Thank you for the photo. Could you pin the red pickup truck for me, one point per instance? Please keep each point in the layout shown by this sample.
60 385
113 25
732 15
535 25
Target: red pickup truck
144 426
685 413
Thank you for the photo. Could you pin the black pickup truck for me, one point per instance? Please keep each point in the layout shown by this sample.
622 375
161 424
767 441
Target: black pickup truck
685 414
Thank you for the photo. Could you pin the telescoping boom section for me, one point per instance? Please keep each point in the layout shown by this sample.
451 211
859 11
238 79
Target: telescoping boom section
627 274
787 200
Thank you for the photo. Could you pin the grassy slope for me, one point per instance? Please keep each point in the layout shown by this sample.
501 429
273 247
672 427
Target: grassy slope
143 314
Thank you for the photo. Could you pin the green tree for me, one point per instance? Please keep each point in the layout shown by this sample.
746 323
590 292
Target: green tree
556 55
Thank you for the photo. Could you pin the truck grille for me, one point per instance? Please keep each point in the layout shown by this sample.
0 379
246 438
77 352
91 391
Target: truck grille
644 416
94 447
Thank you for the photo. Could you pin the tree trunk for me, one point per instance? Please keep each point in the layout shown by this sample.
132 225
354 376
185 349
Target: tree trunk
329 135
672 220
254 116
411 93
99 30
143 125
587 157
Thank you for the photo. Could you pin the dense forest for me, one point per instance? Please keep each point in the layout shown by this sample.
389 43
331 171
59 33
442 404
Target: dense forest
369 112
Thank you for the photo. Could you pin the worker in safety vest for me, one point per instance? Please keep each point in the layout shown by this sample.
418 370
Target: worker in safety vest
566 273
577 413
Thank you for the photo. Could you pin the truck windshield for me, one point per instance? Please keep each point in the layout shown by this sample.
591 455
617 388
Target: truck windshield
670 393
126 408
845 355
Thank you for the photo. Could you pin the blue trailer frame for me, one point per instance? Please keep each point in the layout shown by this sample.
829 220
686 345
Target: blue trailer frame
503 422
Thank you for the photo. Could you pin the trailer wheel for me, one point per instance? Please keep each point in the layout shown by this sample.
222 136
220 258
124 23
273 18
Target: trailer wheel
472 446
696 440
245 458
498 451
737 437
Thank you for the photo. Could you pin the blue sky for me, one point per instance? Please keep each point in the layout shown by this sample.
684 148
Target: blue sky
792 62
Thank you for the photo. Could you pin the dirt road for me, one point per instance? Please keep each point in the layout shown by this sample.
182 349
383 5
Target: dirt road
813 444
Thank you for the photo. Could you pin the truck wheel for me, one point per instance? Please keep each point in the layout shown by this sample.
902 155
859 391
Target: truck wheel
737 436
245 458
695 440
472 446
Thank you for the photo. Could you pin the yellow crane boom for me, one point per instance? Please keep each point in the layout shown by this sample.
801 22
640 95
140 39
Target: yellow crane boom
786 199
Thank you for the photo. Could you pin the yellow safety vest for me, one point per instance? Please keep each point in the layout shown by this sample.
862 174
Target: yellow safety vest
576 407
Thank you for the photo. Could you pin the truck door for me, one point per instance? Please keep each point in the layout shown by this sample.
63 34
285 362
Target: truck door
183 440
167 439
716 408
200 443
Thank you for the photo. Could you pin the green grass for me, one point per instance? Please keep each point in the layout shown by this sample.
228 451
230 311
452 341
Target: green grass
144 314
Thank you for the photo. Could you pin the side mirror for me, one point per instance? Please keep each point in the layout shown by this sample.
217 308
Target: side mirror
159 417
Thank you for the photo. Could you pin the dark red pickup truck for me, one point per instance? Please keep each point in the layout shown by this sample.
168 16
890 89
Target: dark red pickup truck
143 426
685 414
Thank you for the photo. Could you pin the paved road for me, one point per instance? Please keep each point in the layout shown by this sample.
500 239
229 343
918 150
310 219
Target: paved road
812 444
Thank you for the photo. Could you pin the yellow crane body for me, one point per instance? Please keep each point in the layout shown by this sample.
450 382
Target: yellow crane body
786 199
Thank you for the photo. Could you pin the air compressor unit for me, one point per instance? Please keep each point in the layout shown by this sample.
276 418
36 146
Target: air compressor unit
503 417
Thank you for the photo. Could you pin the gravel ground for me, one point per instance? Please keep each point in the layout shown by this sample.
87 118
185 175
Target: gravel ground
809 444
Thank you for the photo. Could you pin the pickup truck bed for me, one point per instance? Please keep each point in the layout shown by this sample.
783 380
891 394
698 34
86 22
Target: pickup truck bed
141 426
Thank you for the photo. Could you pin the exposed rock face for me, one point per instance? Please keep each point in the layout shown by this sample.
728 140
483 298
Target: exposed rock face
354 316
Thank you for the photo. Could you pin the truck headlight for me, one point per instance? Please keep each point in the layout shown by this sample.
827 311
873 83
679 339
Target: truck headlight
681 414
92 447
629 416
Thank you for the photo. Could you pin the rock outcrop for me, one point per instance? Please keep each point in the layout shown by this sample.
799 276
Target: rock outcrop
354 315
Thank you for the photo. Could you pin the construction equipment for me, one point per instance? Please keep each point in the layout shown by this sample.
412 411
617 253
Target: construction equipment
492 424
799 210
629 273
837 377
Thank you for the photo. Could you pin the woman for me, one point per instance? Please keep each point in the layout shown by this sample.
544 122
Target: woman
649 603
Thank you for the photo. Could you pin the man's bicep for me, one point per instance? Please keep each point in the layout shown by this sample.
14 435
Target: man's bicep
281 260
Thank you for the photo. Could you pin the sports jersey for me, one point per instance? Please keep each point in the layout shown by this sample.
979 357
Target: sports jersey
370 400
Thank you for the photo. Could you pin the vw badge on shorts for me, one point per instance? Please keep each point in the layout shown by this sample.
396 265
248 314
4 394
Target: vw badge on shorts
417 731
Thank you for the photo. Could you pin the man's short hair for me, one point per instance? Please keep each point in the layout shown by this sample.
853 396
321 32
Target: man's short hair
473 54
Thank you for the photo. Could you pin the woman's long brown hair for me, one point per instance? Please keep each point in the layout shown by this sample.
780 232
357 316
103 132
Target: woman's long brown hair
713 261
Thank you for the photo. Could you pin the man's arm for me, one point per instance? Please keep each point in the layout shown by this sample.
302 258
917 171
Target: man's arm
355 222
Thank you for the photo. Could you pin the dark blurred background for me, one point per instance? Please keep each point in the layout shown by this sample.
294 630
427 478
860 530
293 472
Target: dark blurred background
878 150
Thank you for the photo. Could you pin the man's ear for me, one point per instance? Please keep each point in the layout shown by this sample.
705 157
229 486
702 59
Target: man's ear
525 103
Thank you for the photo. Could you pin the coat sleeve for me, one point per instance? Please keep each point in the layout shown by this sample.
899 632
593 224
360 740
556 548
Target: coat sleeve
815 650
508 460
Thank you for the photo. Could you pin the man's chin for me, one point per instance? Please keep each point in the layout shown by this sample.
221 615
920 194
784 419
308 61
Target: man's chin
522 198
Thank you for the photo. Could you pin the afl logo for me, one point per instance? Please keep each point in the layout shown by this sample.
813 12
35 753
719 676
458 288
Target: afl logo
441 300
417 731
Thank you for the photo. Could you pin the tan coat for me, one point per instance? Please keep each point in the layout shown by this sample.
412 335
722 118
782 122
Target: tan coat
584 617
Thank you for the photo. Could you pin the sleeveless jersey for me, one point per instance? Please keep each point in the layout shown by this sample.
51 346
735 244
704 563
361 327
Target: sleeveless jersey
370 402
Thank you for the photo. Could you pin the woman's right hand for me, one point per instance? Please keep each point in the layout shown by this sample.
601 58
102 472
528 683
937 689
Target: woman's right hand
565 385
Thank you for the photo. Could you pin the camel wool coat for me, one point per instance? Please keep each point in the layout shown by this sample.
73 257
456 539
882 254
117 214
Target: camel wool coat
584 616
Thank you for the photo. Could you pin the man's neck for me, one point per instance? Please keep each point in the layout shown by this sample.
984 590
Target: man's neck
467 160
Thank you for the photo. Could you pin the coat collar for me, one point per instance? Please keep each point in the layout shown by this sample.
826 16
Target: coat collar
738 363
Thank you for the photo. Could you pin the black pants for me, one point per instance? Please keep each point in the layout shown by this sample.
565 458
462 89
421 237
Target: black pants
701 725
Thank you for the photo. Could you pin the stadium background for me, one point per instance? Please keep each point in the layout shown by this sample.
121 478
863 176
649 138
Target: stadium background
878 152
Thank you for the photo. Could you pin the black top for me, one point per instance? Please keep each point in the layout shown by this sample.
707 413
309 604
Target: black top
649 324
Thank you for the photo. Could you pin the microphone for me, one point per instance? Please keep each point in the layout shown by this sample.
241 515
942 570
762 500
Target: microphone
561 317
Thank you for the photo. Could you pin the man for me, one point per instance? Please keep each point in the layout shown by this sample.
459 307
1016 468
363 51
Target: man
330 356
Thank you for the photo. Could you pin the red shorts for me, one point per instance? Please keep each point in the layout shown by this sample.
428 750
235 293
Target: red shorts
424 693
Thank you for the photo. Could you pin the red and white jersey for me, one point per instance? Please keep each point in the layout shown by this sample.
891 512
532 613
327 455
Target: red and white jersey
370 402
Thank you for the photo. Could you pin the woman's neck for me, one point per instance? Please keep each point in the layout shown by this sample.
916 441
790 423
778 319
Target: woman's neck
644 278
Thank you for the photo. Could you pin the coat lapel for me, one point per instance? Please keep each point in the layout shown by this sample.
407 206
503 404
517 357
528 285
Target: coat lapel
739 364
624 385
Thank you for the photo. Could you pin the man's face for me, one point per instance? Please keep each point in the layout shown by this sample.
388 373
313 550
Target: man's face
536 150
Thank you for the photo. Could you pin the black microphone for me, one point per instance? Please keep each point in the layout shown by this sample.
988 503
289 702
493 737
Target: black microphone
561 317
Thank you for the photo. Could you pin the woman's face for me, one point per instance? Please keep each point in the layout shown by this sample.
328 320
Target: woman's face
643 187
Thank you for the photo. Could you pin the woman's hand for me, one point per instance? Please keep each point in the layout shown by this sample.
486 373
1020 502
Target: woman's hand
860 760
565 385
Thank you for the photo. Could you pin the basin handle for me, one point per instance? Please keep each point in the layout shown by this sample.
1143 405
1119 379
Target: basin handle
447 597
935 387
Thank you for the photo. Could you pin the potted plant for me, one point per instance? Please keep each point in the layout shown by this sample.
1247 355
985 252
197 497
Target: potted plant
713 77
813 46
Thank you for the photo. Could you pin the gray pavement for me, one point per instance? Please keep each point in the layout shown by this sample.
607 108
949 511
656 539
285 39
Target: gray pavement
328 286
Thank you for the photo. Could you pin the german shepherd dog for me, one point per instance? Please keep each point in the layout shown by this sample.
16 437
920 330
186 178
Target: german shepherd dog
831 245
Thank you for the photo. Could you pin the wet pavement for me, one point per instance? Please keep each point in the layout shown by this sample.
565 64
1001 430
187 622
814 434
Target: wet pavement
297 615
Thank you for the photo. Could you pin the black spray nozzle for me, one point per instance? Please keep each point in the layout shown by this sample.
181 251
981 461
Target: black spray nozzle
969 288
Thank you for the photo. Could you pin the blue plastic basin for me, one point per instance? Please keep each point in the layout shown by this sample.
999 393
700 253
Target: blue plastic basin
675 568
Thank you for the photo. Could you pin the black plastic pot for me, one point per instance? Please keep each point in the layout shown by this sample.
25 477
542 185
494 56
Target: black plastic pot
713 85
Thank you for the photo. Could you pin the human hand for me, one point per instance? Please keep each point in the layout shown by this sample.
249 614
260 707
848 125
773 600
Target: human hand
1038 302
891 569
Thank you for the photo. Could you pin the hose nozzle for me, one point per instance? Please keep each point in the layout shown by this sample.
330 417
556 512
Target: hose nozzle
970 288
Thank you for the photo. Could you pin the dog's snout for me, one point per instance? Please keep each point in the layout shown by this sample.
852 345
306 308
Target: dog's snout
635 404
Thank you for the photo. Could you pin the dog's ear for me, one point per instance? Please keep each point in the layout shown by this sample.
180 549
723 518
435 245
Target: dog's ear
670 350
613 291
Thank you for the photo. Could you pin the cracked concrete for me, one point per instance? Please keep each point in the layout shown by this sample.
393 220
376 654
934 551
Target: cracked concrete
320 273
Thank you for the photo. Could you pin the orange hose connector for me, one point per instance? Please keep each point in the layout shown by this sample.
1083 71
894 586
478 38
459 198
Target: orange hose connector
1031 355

===============

Exercise instructions: Make an exact copy of every line from the one with "Thank you for the photo. Could you pin the black spray" to the end of the data, with the first and last of those lines included.

The output:
Thank you for the photo. Could you pin the black spray nozzle for me, one point per instance? Please keep each point in the layout shown by this sample.
181 251
981 461
Target: black spray nozzle
969 288
Thank you for the photo. Could you pin the blue plastic basin for me, one point per instance? Please keep each point in the layout shown by this sample.
999 393
700 253
Target: blue plastic basin
675 568
Thank you for the photo. Could you pin the black plastic pot for me, one point per instance? Please keep each point in the layout shown by this sample.
25 477
542 185
494 56
Target: black plastic pot
713 85
Thank you for the photo. Could you pin the human hand for me, one point per instance? Please keep each point in the layout shown by this sample.
249 614
260 707
848 125
773 600
Target: human hand
1038 302
891 569
Thank you for the photo. Could you pin the hose nozzle for me, one point per instance? Please keep each point in the layout shown by this sample.
330 417
556 512
Target: hose nozzle
970 288
Thank you for the photo. Could you pin the dog's snout for me, one point per instance? Please keep each point in the layout shown by this sample.
852 345
306 308
Target: dog's snout
635 404
Thank you for the photo. Could you pin the dog's ear for me, one point per instance? Please keep each point in the layout shown by this sample.
180 549
723 518
435 245
Target: dog's ear
670 350
613 291
Thank you for the photo. Could you pin the cracked concrete for me, one point per instance? Please keep each point in the layout shown by this sample.
393 220
376 654
934 551
Target: cracked concrete
320 273
Thank you for the photo. Could you pin the orange hose connector for me, one point per instance? Please keep each point in the layout shown by this sample.
1083 71
894 586
478 38
459 198
Target: orange hose connector
1031 355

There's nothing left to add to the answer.